In the blog post about defining art, what did the writer and the writer's girlfriend agree to exchange before leaving for university?

TEXT SHOWN:
-- Start --

Sunday, 22 January 2012

The Illusive Definition of Art


Defining art can be a tricky business, I've had several run ins where my opinions on the line between nonsense and brilliance have gone before me. But when it comes to my own artistic ventures, I have been fairly reclusive - only attempting to be creative on a few occasions.

Around 18 months ago my girlfriend and I decided to exchange paintings before we both left for university, a romantic and sweet prospect, and I have to say the gift I received was both thoughtful and a joy to behold.

Unfortunately, my smear-on-a-canvas resembled something more fitting to a mentalist's eruption of creativity, uncovered in an abandoned flat after a suicidal killing spree. Needless to say, it was not quite as well planned or well executed as the painting that now sits so elegantly on my wall.

Now, I wouldn't class this shameful painting as art, and yet others would do - well at least for argument's sake, they would.

The label of 'art' unfortunately blankets a vast area of what I would more accurately label as 'terrible examples of misspent time', and yet we are forced to respect and revere the views of the few who study art and whose opinions, for some reason, have an air of intellect.

I recently found, whilst wasting my life online, an example of this kind of art; the sort that has been so built up by pretentious artists and critics that it has cascaded over the brink of normality and in the end we are somehow left watching a woman being injected with horse plasma and expected to think it's amazing.

I would readily place my own shoddy artistic achievements alongside this life-threatening freak show, and yet some would hail it as a magnificent example of man's interconnectivity with nature.

As an English student - despite my best attempts to run away to do something a little more functional - I am constantly subject to these kinds of views. I am lectured on Freud's Oedipus complex and question my relationship with my mother, and I'm told about the theories of Platonic idealism relating to Essentialism whilst concluding that things are, on the whole, being over thought somewhat.

These theories, like sycophantic art forms, prevail despite their incomprehensibility. Whilst looking at these artefacts, you can try to fool yourself and dream up meaning behind the delicate brushstrokes, sentence formations, or casual eyebrow movements but it will remain on your part to fabricate these hidden messages.

As these art forms are impossible to deconstruct and understand, they rely on our own willingness to assign meaning to them. The various experts and professors of art don't deserve our high accolades and awards; they're as clueless as the rest of us, they just assert themselves with a little more gusto.

Which is why I can claim my own artistry to be postmodern, revolutionary and aesthetically pleasing whilst in full knowledge that, regrettably, my deftness with a paintbrush would fail to impress even the least cultured dormouse.

Thursday, 5 January 2012

Educate the Masses!


A few years ago I began courting a girl as I'd recently split from another and I, subconsciously, am terrified of being single. I remember the date exactly, not because this story is particularly interesting, but because it happened to be the day I passed my driving test - first time I might add.

It was a frosty late December morning, the 29th, and I made my way from Hastings to Ashford to meet this girl. We had an average day, little happened other than watching Gavin and Stacey in her callously central-heated home - the cooling systems in place were not to turn down the thermostat, but to open windows above radiators, allowing the warmth to seep out into the Kentish suburban sprawl. So I was already annoyed. More to come...

-- End --

MATERIAL:
-- Start --

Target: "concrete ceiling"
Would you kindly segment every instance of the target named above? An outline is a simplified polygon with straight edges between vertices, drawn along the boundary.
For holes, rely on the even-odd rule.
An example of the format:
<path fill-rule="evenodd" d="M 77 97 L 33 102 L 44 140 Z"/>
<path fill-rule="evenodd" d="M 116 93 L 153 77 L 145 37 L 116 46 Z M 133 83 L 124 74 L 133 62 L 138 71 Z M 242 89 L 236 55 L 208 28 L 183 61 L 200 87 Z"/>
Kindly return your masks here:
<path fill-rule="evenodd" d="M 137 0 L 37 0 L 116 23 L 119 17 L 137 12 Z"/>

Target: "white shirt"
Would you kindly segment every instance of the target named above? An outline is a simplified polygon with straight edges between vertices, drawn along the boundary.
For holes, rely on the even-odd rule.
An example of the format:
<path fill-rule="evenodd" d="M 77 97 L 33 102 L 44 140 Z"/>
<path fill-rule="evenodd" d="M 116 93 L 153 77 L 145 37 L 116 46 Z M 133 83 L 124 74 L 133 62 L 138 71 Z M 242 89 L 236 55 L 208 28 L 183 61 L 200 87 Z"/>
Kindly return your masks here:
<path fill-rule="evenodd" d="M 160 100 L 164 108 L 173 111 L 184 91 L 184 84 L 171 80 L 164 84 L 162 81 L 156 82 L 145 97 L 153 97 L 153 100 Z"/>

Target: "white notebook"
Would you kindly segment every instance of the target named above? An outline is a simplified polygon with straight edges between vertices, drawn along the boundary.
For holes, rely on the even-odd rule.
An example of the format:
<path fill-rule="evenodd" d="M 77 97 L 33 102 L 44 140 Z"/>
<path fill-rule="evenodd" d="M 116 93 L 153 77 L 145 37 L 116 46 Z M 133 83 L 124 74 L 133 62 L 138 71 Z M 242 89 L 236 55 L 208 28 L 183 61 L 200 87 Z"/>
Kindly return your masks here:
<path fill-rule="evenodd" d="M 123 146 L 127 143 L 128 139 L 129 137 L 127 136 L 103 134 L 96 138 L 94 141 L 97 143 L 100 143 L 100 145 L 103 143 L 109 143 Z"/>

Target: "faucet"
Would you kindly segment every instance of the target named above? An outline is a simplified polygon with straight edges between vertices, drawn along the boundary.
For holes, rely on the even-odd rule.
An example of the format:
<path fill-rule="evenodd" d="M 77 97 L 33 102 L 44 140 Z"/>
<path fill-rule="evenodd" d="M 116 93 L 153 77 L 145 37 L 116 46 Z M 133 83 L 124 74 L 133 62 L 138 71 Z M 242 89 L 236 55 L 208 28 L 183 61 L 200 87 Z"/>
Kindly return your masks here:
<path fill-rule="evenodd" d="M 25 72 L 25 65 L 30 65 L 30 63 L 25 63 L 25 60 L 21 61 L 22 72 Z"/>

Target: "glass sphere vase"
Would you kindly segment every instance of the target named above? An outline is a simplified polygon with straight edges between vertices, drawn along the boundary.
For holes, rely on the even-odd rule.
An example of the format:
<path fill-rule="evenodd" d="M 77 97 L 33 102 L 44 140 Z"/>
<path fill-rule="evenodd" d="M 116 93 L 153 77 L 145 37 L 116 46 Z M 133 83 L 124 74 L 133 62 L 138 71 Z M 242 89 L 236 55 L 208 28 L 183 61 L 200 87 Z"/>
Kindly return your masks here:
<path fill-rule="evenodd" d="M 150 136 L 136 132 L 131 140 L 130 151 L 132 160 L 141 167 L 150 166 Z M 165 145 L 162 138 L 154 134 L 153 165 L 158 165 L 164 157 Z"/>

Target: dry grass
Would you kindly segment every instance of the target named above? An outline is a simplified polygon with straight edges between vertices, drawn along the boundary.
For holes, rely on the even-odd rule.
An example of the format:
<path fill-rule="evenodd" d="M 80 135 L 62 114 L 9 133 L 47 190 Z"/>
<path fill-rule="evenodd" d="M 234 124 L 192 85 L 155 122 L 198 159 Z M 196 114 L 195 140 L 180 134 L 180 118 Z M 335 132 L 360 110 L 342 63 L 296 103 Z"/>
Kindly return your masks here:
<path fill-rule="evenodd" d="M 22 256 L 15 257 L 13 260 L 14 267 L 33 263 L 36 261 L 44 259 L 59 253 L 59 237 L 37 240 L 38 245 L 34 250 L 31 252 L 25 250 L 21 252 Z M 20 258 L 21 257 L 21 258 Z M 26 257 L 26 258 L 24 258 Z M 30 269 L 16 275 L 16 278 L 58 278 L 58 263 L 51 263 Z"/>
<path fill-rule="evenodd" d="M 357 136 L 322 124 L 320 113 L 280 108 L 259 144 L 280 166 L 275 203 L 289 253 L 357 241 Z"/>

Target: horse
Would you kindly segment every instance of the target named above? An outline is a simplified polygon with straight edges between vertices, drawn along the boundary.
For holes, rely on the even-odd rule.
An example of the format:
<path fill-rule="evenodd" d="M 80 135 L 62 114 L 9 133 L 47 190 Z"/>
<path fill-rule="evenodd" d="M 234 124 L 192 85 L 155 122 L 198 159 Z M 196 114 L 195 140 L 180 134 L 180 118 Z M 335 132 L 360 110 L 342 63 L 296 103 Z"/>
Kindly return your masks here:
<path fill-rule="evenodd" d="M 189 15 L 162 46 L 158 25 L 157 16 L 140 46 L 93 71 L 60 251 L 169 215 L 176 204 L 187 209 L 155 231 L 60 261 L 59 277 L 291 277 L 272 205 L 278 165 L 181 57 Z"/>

-- End --

COMPLETE OUTPUT:
Paintings.